* SOAL LATIHAN 1:
Tentukan apakah setiap pernyataan (a), (b), dan (c) sesuai dengan artikel di bawah, lalu jawab ya atau tidak disertai kutipan persis dari artikel yang menjadi penentunya. (a) Artikel ini diperbarui pada tanggal 25 Juni 2015. (b) Penulis lebih suka menyebut kegiatan menilai karya sebagai mengkritik. (c) Penulis menganggap semua postingan tentang Sastra Instant sebagai serangan terhadap dirinya.

Lihat ke Halaman Asli

Hils@Rendezvous

Duty Station @Central Sulawesi

Saya Sebagai Apresiator Atau Kritikus?

Diperbarui: 25 Juni 2015   23:42

Kompasiana adalah platform blog. Konten ini menjadi tanggung jawab bloger dan tidak mewakili pandangan redaksi Kompas.

Filsafat. Sumber ilustrasi: PEXELS/Wirestock

Tulisan saya sebelumnya tentang Sastra Instant yang agak mengusik dunia fiksiana sehingga melahirkan puluhan postingan dan ratusan komentar membuat saya merasa sedikit bahagia karena mengetahui ada juga ternyata Kompasianers yang tertarik dengan isu sastra yang selama ini saya pikir sedikit yang berminat di dunia Kompasiana.

Untuk menyikapi kritikan, komentar dan masukan terhadap tulisan saya dan menganggap saya tidak mempunyai hak untuk menilai atau menghakimi (saya sendiri lebih suka menyebutnya mengkritik) karya-karya yang lahir di dunia fiksiana dan akhirnya menggeliat ke permukaan akan istilah (yang sebenarnya sudah lama ada) tentang Sastra Instan, akhirnya saya membuat tulisan ini.

Blessing in disguise juga sih, karena di satu sisi tentunya selain tulisan itu menuai banyak kritikan tajam, di sisi lain saya melihat begitu banyak postingan menyoal tentang Sastra Instant dari berbagai segi, saya menganggap semuanya sebagai suatu apresiasi, dan ini membuat saya tergelitik, karena ternyata banyak Kompasianer tertarik untuk mendiskusikan isu sastra yang selama ini jarang yang membahasnya, yaitu tentang kritisi atau penilaian terhadap karya sastra (termasuk di dalamnya fiksi).

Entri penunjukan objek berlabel
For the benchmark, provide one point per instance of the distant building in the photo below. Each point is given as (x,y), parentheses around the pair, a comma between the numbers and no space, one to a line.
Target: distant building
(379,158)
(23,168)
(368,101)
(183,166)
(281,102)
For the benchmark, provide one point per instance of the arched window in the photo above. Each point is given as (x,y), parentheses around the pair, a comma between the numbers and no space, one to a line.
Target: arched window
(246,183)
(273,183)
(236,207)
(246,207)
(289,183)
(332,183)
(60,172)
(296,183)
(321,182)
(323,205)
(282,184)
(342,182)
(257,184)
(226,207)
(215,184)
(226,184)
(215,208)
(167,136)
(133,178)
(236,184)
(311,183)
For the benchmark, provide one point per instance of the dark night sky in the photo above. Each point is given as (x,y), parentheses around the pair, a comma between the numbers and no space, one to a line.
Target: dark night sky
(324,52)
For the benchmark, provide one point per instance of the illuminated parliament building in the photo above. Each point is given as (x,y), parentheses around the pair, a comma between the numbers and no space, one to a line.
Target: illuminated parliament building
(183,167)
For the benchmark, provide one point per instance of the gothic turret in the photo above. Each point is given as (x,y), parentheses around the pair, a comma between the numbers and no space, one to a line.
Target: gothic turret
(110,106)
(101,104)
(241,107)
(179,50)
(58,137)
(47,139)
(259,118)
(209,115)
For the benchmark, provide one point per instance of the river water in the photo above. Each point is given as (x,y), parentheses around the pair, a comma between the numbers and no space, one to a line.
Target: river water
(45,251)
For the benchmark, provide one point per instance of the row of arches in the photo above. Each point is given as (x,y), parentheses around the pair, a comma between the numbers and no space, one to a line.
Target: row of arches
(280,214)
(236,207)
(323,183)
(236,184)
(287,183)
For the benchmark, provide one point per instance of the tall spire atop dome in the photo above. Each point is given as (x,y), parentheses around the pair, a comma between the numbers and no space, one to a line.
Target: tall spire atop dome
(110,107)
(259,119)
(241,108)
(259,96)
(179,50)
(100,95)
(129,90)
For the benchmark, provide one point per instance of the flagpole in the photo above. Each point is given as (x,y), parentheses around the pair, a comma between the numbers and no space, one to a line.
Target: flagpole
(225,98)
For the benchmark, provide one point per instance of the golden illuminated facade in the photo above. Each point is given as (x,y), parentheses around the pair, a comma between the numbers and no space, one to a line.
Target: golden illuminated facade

* SOAL LATIHAN 2:
Tunjukkan setiap baris data di atas yang memuat kata "flagpole", dengan memperhatikan perbedaan huruf besar dan kecil.

* JAWABAN LENGKAP 1:
(a) Ya: "Diperbarui: 25 Juni 2015"
(b) Ya: "saya sendiri lebih suka menyebutnya mengkritik"
(c) Tidak: "saya menganggap semuanya sebagai suatu apresiasi"

* JAWABAN LENGKAP 2:
For the benchmark, provide one point per instance of the flagpole in the photo above. Each point is given as (x,y), parentheses around the pair, a comma between the numbers and no space, one to a line.
Target: flagpole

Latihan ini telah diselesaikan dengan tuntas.